# 任务 A
把后面列表中的各行整理成编号列表,空行不计入,答案里不要放图片。

# 文档节选
本文通过阅读libvirt源码作为入口,分析了GHashTable数据结构以及初始化和插入过程。
在阅读libvirt代码的define一个domain的时候发现有下面一段代码:
static virDomainObjPtr
virDomainObjListFindByUUIDLocked(virDomainObjListPtr doms,
const unsigned char *uuid)
{
char uuidstr[VIR_UUID_STRING_BUFLEN];
virDomainObjPtr obj;
virUUIDFormat(uuid, uuidstr);
obj = virHashLookup(doms->objs, uuidstr);
if (obj) {
virObjectRef(obj);
virObjectLock(obj);
}
return obj;
}
其中有一个virHashLookup()函数。
再看下virDomainObjListPtr的结构,如下所示:
typedef struct _virDomainObjList virDomainObjList;
typedef virDomainObjList *virDomainObjListPtr;
struct _virDomainObjList {
virObjectRWLockable parent;
/* uuid string -> virDomainObj mapping
* for O(1), lockless lookup-by-uuid */
GHashTable *objs;
/* name -> virDomainObj mapping for O(1),
* lockless lookup-by-name */
GHashTable *objsName;
};
其中有个GHashTable成员,并且成员名是objs,刚好是virHashLookup()函数的其中一个参数。通过查找资料&深入到代码的底层发现,GHashTable是个hashtable数据结构,并且该数据结构主要是glib库中实现的。那接下来看下virHashLookup()函数的定义:
void *
virHashLookup(GHashTable *table,
const char *name)
{
if (!table || !name)
return NULL;
return g_hash_table_lookup(table, name);
}
每个宿主机都在daemon启动初始化驱动的时候初始化全局的GHashTable变量。函数调用流程图如下所示:
接下来重点看g_hash_table_new_full()函数
函数位置位于glib的glib/ghash.c文件中,注意是glib,不是glibc
GHashTable *
g_hash_table_new_full (GHashFunc hash_func,
GEqualFunc key_equal_func,
GDestroyNotify key_destroy_func,
GDestroyNotify value_destroy_func)
{
GHashTable *hash_table;
hash_table = g_slice_new (GHashTable);
g_atomic_ref_count_init (&hash_table->ref_count);
hash_table->nnodes = 0;
hash_table->noccupied = 0;
hash_table->hash_func = hash_func ? hash_func : g_direct_hash;
hash_table->key_equal_func = key_equal_func;
#ifndef G_DISABLE_ASSERT
hash_table->version = 0;
#endif
hash_table->key_destroy_func = key_destroy_func;
hash_table->value_destroy_func = value_destroy_func;
g_hash_table_setup_storage (hash_table);
return hash_table;
}
g_hash_table_new_full()函数就是创建并初始化一个hashtable出来,其中hash_func是一个函数,它为key创建一个hash值;key_equal_func用于比较两个key是否相等;key_destroy_func当你从hash表里删除、销毁一个条目时,glib库会自动调用它释放key所占用的内存空间,这对于key是动态分配内存的hash表来说非常有用;value_destroy_func的作用是释放value占用的内存空间;g_hash_table_setup_storage()函数主要是初始化hashtable大小、mod和mask等,具体代码如下:
static const gint prime_mod [] =
{
1, /* For 1 << 0 */
2,
3,
7,
13,
31,
61,
127,
……
}
static void
g_hash_table_setup_storage (GHashTable *hash_table)

# 任务 B
接续上面这篇讲解GHashTable初始化与插入过程的文章,从它停下的地方往下写。

# 数据行
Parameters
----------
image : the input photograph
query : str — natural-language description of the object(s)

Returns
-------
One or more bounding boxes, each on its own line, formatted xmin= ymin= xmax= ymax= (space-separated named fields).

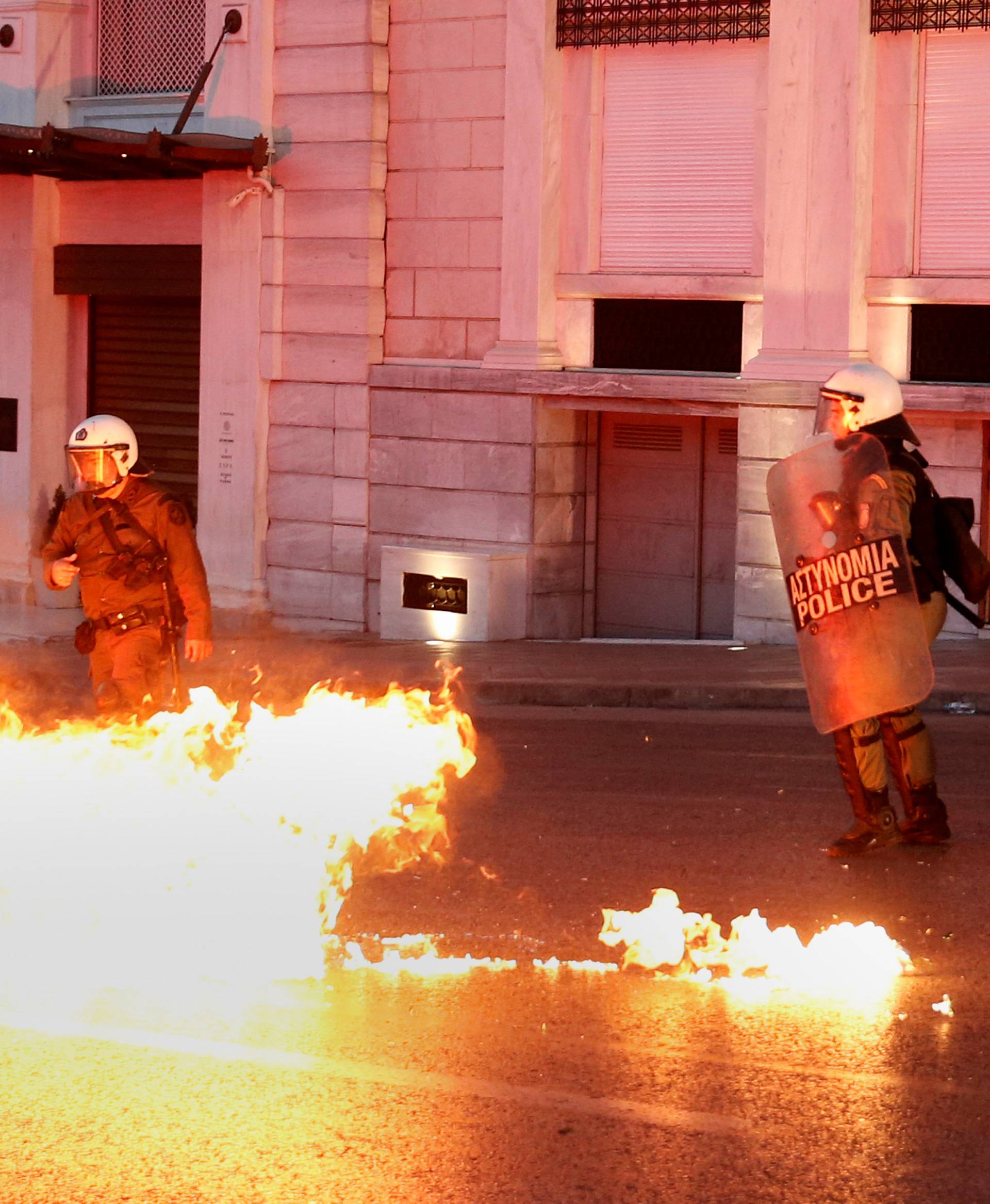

# 参考答案 A
1. Parameters
2. ----------
3. image : the input photograph
4. query : str — natural-language description of the object(s)
5. Returns
6. -------
7. One or more bounding boxes, each on its own line, formatted xmin= ymin= xmax= ymax= (space-separated named fields).

# 参考答案 B
{
gboolean small = FALSE;
/* We want to use small arrays only if:
* - we are running on a system where that makes sense (64 bit); and
* - we are not running under valgrind.
*/
#ifdef USE_SMALL_ARRAYS
small = TRUE;
# ifdef ENABLE_VALGRIND
if (RUNNING_ON_VALGRIND)
small = FALSE;
# endif
#endif
g_hash_table_set_shift (hash_table, HASH_TABLE_MIN_SHIFT);// HASH_TABLE_MIN_SHIFT=3
hash_table->have_big_keys = !small;
hash_table->have_big_values = !small;
hash_table->keys = g_hash_table_realloc_key_or_value_array (NULL, hash_table->size, hash_table->have_big_keys);
hash_table->values = hash_table->keys;
hash_table->hashes = g_new0 (guint, hash_table->size);
}
static void
g_hash_table_set_shift (GHashTable *hash_table, gint shift)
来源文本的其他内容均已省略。